Questions tagged [nfs]

Network File System (NFS) is a network file system protocol originally developed by Sun Micro systems in 1984, allowing a user on a client computer to access files over a network in a manner similar to how local storage is accessed. NFS, like many other protocols, builds on the Open Network Computing Remote Procedure Call (ONC RPC) system. The Network File System is an open standard defined in RFCs.

Original NFS version

The implementation details are defined in RFC 1094. Sun used version 1 only for in-house experimental purposes. When the development team added substantial changes to NFS version 1 and released it outside of Sun, they decided to release the new version as v2, so that version interoperation and RPC version fall back could be tested.

NFSv2

Version 2 of the protocol (defined in RFC 1094, March 1989) originally operated entirely over UDP. Its designers meant to keep the protocol stateless, with locking (for example) implemented outside of the core protocol. NFSv2 only allowed the first 2 GB of a file to be read.

RECORD LIST
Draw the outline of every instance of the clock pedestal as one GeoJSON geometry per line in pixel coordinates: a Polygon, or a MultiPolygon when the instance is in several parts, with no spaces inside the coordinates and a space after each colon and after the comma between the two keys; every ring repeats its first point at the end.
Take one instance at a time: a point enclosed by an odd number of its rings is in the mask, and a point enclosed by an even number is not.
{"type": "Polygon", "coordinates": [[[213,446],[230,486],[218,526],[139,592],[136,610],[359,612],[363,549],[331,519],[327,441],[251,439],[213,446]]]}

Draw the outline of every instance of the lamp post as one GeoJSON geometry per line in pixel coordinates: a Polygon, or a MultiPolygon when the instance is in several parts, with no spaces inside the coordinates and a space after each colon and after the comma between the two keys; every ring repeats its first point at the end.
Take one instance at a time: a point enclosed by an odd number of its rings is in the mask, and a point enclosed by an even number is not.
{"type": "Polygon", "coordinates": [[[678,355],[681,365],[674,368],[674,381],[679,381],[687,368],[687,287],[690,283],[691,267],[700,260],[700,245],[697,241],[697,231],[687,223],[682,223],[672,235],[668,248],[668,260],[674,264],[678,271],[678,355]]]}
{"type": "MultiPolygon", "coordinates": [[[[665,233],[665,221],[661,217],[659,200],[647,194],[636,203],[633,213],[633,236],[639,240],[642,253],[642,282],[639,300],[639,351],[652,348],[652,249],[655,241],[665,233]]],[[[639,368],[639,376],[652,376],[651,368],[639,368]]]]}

WHAT TO DO
A. Can you repeat the stretch of the NFS passage from "Network File System (NFS)" through "could be tested.", swapping "ONC RPC" for "Sun RPC"?
B. Could you carry on the NFS passage from the point where it stops?

ANSWERS PROVIDED
A.
Network File System (NFS) is a network file system protocol originally developed by Sun Micro systems in 1984, allowing a user on a client computer to access files over a network in a manner similar to how local storage is accessed. NFS, like many other protocols, builds on the Open Network Computing Remote Procedure Call (Sun RPC) system. The Network File System is an open standard defined in RFCs.

Original NFS version

The implementation details are defined in RFC 1094. Sun used version 1 only for in-house experimental purposes. When the development team added substantial changes to NFS version 1 and released it outside of Sun, they decided to release the new version as v2, so that version interoperation and RPC version fall back could be tested.

B.
NFSv3

Version 3 (RFC 1813, June 1995) added:

  • support for 64-bit file sizes and offsets, to handle files larger than 2 gigabytes (GB)
  • support for asynchronous writes on the server, to improve write performance
  • additional file attributes in many replies, to avoid the need to re-fetch them
  • a READDIRPLUS operation, to get file handles and attributes along with file names when scanning a directory
  • assorted other improvements.

At the time of introduction of Version 3, vendor support for TCP as a transport-layer protocol began increasing. While several vendors had already added support for NFS Version 2 with TCP as a transport, Sun Micro systems added support for TCP as a transport for NFS at the same time it added support for Version 3. Using TCP as a transport made using NFS over a WAN more feasible.

NFSv4

Version 4 (RFC 3010, December 2000; revised in RFC 3530, April 2003), influenced by AFS and CIFS, includes performance improvements, mandates strong security, and introduces a stateful protocol. Version 4 became the first version developed with the Internet Engineering Task Force (IETF) after Sun Micro systems handed over the development of the NFS protocols.

NFS version 4 minor version 1 (NFSv4.1) has been approved by the IETF and received an RFC number 5661 since Jan 2010. The NFSv4.1 specification aims:

  • To provide protocol support to take advantage of clustered server deployments including the ability to provide scalable parallel access to files distributed among multiple servers (pNFS extension).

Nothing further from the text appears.